Rewrite the lines from the one containing "formatted like [700,182]." through the end of the records, keeping the requests unchanged. Multiply every x and y coordinate in the answers by 2.2 and round each to a whole number, with halves rounding up.
· · · · ·
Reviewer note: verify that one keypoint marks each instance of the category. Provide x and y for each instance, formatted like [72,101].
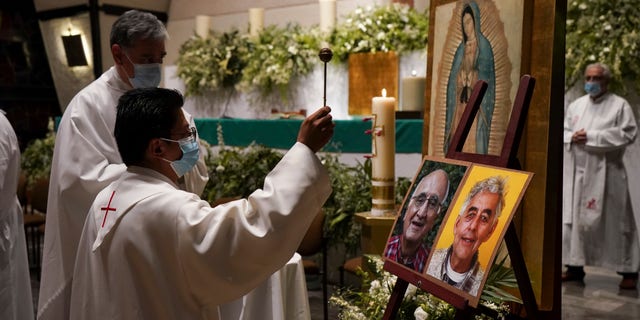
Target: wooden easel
[506,159]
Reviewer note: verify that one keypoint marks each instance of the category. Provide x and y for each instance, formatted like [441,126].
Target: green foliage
[269,62]
[369,301]
[351,194]
[603,31]
[278,55]
[212,63]
[37,156]
[395,27]
[236,171]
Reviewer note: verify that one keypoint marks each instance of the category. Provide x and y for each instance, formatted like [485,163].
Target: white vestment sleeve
[231,248]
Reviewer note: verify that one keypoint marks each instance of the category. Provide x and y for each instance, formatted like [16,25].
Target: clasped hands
[579,137]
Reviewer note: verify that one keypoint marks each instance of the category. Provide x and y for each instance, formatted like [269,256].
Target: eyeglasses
[189,137]
[433,203]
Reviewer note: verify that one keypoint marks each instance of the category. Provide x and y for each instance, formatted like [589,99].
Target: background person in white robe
[598,223]
[15,284]
[86,158]
[152,251]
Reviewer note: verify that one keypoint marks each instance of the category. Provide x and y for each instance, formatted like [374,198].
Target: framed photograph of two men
[451,224]
[471,232]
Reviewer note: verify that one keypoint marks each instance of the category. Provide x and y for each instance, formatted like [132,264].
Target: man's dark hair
[144,114]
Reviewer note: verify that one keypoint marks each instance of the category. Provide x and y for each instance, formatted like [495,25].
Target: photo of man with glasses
[458,264]
[409,244]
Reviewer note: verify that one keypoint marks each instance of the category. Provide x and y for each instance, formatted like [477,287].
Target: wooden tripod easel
[506,159]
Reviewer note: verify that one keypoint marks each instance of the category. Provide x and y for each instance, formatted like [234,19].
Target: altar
[349,141]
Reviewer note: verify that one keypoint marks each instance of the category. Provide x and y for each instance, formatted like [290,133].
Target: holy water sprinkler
[325,55]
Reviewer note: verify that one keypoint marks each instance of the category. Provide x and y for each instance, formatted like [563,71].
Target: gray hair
[606,72]
[495,184]
[135,25]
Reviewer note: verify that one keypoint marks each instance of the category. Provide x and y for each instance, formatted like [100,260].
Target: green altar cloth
[349,135]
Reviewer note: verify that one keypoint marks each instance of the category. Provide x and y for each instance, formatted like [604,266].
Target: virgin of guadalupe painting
[475,48]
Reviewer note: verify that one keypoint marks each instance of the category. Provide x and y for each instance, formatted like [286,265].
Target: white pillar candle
[203,25]
[327,15]
[256,21]
[412,98]
[383,154]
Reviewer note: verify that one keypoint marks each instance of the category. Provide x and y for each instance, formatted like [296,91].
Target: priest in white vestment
[152,251]
[598,223]
[86,158]
[16,302]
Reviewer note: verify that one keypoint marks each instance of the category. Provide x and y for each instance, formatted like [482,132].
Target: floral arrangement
[268,63]
[603,31]
[277,56]
[213,63]
[369,302]
[396,27]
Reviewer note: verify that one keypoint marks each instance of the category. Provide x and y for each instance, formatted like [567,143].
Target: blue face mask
[190,155]
[592,88]
[146,75]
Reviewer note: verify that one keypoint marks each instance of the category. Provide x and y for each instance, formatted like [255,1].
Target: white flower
[411,291]
[420,314]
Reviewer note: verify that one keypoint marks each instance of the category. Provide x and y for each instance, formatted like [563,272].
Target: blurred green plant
[278,55]
[238,171]
[395,27]
[213,63]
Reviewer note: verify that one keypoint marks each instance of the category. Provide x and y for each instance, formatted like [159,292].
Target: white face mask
[145,75]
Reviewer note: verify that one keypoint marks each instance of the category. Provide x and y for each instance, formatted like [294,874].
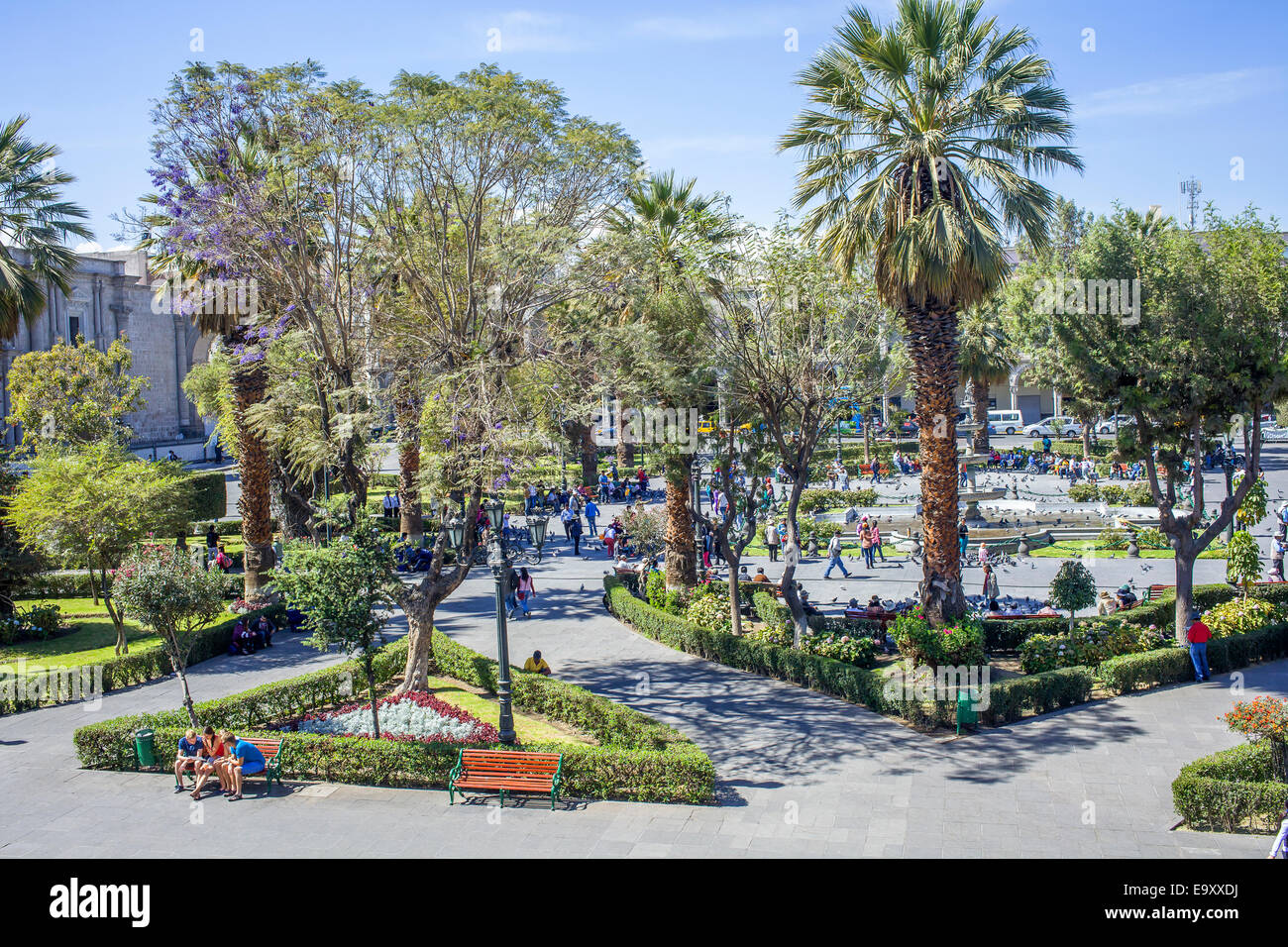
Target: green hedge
[127,671]
[636,758]
[1009,698]
[1172,665]
[209,496]
[1229,789]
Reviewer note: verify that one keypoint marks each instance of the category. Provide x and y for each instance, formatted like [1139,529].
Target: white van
[1006,421]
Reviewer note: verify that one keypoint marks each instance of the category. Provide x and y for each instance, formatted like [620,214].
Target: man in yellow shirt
[536,664]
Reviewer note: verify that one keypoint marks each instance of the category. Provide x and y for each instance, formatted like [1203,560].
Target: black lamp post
[500,566]
[537,532]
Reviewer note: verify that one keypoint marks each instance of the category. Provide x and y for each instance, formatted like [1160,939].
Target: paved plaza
[800,774]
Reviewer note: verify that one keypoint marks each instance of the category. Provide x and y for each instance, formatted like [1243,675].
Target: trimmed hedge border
[1229,789]
[1172,665]
[60,684]
[1009,698]
[638,758]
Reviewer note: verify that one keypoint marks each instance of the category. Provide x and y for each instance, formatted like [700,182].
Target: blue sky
[1170,90]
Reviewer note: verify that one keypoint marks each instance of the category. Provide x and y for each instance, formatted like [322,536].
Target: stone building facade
[111,294]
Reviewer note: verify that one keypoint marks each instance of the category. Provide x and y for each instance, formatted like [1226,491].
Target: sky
[1160,90]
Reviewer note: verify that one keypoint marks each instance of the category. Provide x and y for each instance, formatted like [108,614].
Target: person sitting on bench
[536,664]
[211,761]
[187,758]
[244,759]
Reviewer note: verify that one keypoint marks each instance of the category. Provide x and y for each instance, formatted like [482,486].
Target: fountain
[973,495]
· · · · ·
**ANSWER TO THIS PROBLEM**
Reviewer note: verify that one keypoint marks each instance of the category. Provide x and y for each instance, formatted like [700,182].
Target: blue sky
[2574,198]
Reviewer note: verify that one keypoint marks each instance of the category. Provide x and y for each instance, formatted like [322,536].
Target: stone building facade
[244,647]
Reviewer note: verify that one keypoint marks each instance of the category. Provide x and y for each instance, formatted like [1226,491].
Target: sky
[2552,198]
Reviewer note: verify that one keypoint marks each instance of the category. Provide x and y for each instance, formatted like [108,614].
Target: person sitting on bench
[1179,1461]
[464,1674]
[411,1668]
[537,1670]
Reviewer note: verify that one keypoint marks each instance of the category. Provide x and y for each instance, formatted like [482,486].
Target: fountain
[2141,1089]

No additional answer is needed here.